Sunday, December 31, 2006

MSD Top 10 Miami Sports Stories of 2006: 3.

Well, it’s late December which means it’s the time for television shows, magazines, websites and blogs to present their obligatory 2006 Best Of … lists. And the MSD is no exception. So, here is the Miami Sports Dude’s Top 10 Miami Sports Stories of 2006. I’ll be counting down the top ten from 10 to 1 in the next two weeks. And remember, there is to be no wagering of any kind ... and now, on with the countdown ...

#3. Dolphins Trade For Culpepper

It was March 15th and it was a day that filled Dolphins fans hearts with hope and their heads with dreams. After all, this team had not had a quarterback – a real quarterback – since Number 13 hung em up and walked away into immortality. After that, it was a regurgitation of mediocre signal callers: Damon Huard, Jay Fiedler, Sage Rosenfels, Ray Lucas, Brian Griese, AJ Feeley, Gus Frerotte.

Then, Nick Saban reaches a deal with the Minnesota Vikings. And suddenly, we have ourselves a real quarterback. His surgically repaired knee was a concern but not enough to squelch the fires of Super Bowl visions that burned in our souls. We had a great defense, we had solid receivers, and we had a solid running game. All we needed was a quarterback who can shred opposing defenses and lead us the way the Legend used to.

Daunte Culpepper was now going to be the quarterback of the Miami Dolphins. This town hadn’t felt this kind of buzz since the Heat traded for Shaquille O’Neal. But, somehow, this buzz was bigger. This is, after all, a football town first and foremost.

And, just like that, we went from bad memories of Jay Fiedler, to hopes and dreams of a quarterback who once rivaled Peyton Manning as the best in the game today.

Remember that one instance, when we read the papers and saw the ESPN reports that confirmed Daunte Culpepper was a Dolphin? Remember having that split second thought of, “Oh my God. This is happening. We’re Super Bowl contenders. We finally have a real quarterback!”

C’mon … you remember. You won’t admit it. But you remember.

I remember. I don’t want to remember. But I do.

******************************

> **WORK INSTRUCTIONS**:
1. In the Culpepper trade post, change the part from "And, just like" to "remember. But I do." so that "Peyton Manning" becomes "Tom Brady", and write that part out again.
2. According to the Culpepper trade post, on what date did the Dolphins trade for Daunte Culpepper?
3. Please resume the Culpepper trade post from where it stops.

Stored data lines
******************************

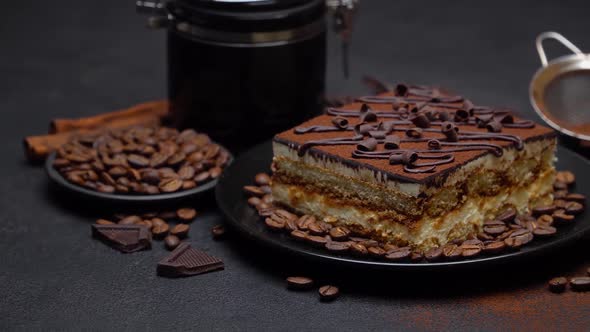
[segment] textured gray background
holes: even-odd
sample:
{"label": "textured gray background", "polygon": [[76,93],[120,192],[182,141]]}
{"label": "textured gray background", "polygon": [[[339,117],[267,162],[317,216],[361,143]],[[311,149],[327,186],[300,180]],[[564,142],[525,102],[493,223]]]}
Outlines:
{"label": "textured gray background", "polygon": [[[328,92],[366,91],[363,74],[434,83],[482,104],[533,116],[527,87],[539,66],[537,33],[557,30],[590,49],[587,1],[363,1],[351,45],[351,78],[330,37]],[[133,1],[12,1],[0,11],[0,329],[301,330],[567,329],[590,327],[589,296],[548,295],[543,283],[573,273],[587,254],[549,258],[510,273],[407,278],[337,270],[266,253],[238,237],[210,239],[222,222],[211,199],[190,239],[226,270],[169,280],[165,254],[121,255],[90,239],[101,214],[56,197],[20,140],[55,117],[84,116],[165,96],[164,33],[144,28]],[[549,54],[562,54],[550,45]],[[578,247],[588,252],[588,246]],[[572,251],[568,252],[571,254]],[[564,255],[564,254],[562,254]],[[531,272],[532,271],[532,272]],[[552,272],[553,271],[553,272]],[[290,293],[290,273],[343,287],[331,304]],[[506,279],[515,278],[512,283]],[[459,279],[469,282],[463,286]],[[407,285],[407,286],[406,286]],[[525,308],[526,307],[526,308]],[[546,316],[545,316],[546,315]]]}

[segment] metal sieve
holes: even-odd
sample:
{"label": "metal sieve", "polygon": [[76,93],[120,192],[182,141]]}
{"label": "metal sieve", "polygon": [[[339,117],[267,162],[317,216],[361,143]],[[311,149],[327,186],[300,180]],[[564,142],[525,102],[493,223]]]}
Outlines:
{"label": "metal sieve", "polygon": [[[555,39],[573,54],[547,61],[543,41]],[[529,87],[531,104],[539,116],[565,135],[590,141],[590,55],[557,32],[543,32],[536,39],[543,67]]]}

******************************

> **ANSWERS**:
1.
And, just like that, we went from bad memories of Jay Fiedler, to hopes and dreams of a quarterback who once rivaled Tom Brady as the best in the game today.

Remember that one instance, when we read the papers and saw the ESPN reports that confirmed Daunte Culpepper was a Dolphin? Remember having that split second thought of, “Oh my God. This is happening. We’re Super Bowl contenders. We finally have a real quarterback!”

C’mon … you remember. You won’t admit it. But you remember.

I remember. I don’t want to remember. But I do.

2. March 15th

3.
Hey, I’m a Dolphins fan. I’m allowed to be stupid.

Remember our rationale?

Shredded knee? Pft. Who needs a knee to throw a football? Love Boat scandal? Puleeease … who among us has ever turned down a lap dance? Small hands? He’s not catching the balls. He’s throwing them. No Randy Moss? Well. Um. Well, okay, you got us there.

Point was, we had been so beaten down by bad quarterbacks, so used to seeing a rash of noodle armed, pea brained mamalooks rotate in and out of the lineup at QB for so long … we were just begging for someone, anyone, to come and save us. And we were willing to accept the first guy to walk in through the door. Shredded knee ligaments be damned! Modern science would fix that! Hell, I once saw Kriss Angel cut a chick in half. That’s got to be real! Imagine what a trained knee surgeon could do!

Well … in hindsight, I guess we all should’ve seen this coming. No matter how hopeful things can be for our Dolphins, the cruel bitch that is fate finds a way to fuck us over like the cheap slutty whore that she is. Cunt!

So we’re right back where we started. Losing season and without a real quarterback.

But for that one instance in March, we all felt that rare tinge – that dangerous little feeling that traps us Dolphins fans, enters our brains and turns us into mindless zombies. That thing called hope. And it once existed in the form of Daunte Culpepper in a Dolphins uniform.

What a bunch of fucking saps we all are.